Excerpted text ->
Hello there, Ladies & Gents !
Another small update with the latest news regarding the project. Most of this info was already published on our social accounts, so if you follow us there these will not be news – but not everybody is expected to be a Facebook or a Twitter user, so here we go! We will throw in some more context as a bonus, naturally.
Well, we are a bit late for Australia Day – but still, better late than never! The ANZAC crowd is joining the fight in Task Force Admiral as of today. Please say hi to our 3D model of the Kent-subclass of County-class heavy cruiser & Leander-class light cruiser. Ships of both classes were treaty-era British-made warships which saw ample service with the Australian and New-Zealand forces during the war in the South Pacific theater. They operated together within the Royal Navy ANZAC squadron, formed into Task Force 44 by mid-1942.
This HMS Kent model will serve as the starting point for HMAS Australia & HMAS Canberra – although in their cases some modifications & refit specifics have to be ironed out first. They featured extensively in the fighting in the SOPAC area, HMAS Canberra being one of the very first unfortunate warships to fall victim to the Solomons campaign meatigrinder at Savo Island on August 1942. The original photo below is that of HMS Kent herself, to give you a better idea of the work accomplished by our talented (yet exhausted !) 3D artist Rizki. We will update our work once we get the specifics of the Australian ships right.
Next, this brand new 3D model of the Leander class stands for both HMNZS Leander & HMNZS Achilles (that one, of Battle of the River Plate fame). Note that HMAS Perth, HMAS Hobart & even the unlucky HMAS Sydney (which is sort of outside of our time frame, having sunk in her encounter with Kormoran before the hostilities began against Japan) will have to wait a bit longer, as they differed noticeably externally from their Kiwi cousins in a few ways. Their stack arrangement, in particular, was of a later design, as required by a different engine configuration giving them a characteristic twin-funneled silhouette.
Over the last few weeks, the Allied roster was also reinforced by some iconic American hardware. Today’s update features two versions of the CL-40 Brooklyn-class light cruiser – one with early anti-air artillery, the other with reinforced anti-air as of late 1942 (with added Bofors 40mm & Oerlikon 20mm mounts). One of the model was based on USS Boise (CL-47), perhaps primarily known in the Pacific for her action at Cape Esperance (and the damage she suffered there) ; the other model is based on USS Nashville (CL-46), an early companion of Task Force 16, infamously known for the… excessive ammo expenditure she needed to sink a mere Japanese picket trawler during the Doolittle Raid. Other ships of this iconic class of “machine-gun cruisers” will naturally feature prominently, as regular screen companions within your carrier Task Forces.
The CA-26 Northampton-class of “treaty” heavy cruisers also joined the fray, with no other than USS Northampton in her late 1941-early 1942 paint scheme. Her fancy Measure-5 fake wave at the bow was designed so as to confuse enemy observers regarding her actual speed, but the design had pretty much disappeared from Pacific Fleet painting habits by mid-1942. The Northampton-class will eventually feature its two sub-classes – the common and the “flagship” version, which had a slightly different superstructure designed as to accommodate the requirements of a flag officer and its staff (aka you and your boys). Except for USS Augusta which was assigned to the Atlantic Fleet during most of the war, the other five members of the class saw furious combat in the Pacific, with three of them (USS Houston, USS Chicago & USS Northampton herself) paying the highest price, falling victim to Japanese torpedoes during surface and air action. Just like the Atlanta and Brooklyn-classes, expect to encounter them often in your escorting screens, where they served valiantly and contributed critical anti-air support during the early days of carrier combat.

Stored records
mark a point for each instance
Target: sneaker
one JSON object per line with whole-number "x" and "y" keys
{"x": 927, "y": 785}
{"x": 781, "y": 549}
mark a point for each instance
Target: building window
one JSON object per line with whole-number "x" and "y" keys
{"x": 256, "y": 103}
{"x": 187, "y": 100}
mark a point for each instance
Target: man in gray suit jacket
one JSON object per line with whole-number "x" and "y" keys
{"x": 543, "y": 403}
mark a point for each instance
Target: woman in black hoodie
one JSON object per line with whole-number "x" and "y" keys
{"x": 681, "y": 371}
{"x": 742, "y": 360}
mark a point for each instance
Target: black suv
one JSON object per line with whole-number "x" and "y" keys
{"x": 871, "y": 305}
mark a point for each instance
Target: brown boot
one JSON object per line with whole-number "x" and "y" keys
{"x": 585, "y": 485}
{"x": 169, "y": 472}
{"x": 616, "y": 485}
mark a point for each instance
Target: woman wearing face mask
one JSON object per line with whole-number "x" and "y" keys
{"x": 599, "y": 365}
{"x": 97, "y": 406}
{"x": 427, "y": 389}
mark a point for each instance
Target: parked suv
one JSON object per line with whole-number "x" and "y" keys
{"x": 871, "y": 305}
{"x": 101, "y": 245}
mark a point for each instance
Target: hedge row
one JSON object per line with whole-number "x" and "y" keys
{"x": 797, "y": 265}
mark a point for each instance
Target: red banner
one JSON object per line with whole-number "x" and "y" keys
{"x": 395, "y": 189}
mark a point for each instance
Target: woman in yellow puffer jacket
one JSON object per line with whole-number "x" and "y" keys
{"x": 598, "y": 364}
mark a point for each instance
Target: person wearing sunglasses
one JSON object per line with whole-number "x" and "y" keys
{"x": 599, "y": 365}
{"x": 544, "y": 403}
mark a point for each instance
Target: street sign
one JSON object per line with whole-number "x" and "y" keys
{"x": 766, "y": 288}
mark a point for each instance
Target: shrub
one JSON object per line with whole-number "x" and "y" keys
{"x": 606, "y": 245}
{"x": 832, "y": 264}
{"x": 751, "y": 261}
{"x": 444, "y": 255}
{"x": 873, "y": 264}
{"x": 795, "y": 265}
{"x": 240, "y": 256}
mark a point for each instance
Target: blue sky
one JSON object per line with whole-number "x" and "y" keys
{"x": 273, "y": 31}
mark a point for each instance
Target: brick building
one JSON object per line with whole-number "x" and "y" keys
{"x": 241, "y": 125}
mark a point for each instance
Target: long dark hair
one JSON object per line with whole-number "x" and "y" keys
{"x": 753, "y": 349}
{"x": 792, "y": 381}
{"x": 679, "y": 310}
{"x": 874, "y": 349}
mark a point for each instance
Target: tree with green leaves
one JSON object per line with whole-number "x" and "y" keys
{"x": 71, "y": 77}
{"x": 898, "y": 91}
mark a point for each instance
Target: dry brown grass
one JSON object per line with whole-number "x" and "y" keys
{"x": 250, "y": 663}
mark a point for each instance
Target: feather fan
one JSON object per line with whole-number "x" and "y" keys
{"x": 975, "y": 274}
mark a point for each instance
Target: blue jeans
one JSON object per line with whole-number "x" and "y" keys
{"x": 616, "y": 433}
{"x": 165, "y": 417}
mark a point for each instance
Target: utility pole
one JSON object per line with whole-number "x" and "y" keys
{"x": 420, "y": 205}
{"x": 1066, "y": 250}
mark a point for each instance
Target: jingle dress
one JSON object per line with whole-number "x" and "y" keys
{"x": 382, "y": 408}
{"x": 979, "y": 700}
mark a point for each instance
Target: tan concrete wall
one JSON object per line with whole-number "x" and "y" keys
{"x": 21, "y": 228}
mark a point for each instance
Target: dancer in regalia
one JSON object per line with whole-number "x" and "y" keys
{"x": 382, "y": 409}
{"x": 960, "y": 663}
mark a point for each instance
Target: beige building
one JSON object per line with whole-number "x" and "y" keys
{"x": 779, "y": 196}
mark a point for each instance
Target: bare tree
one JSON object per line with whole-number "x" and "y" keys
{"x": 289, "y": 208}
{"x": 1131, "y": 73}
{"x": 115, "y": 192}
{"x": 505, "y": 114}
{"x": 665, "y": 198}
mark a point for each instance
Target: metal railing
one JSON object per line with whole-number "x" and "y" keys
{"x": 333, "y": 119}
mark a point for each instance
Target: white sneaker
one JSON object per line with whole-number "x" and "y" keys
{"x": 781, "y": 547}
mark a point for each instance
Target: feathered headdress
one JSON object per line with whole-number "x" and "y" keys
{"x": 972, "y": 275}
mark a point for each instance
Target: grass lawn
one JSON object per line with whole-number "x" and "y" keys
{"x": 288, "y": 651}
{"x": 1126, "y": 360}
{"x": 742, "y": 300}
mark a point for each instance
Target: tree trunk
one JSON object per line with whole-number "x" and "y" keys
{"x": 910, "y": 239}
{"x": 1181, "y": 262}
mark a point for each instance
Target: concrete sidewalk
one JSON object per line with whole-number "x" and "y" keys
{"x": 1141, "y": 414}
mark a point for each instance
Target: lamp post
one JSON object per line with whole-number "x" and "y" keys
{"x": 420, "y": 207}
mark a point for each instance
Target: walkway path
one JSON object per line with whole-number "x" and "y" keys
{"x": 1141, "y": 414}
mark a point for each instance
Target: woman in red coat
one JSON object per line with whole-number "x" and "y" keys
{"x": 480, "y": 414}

Goal ->
According to the project update, what was the bow's Measure-5 fake wave on USS Northampton designed to do?

Output below ->
It was designed to confuse enemy observers about the ship's actual speed.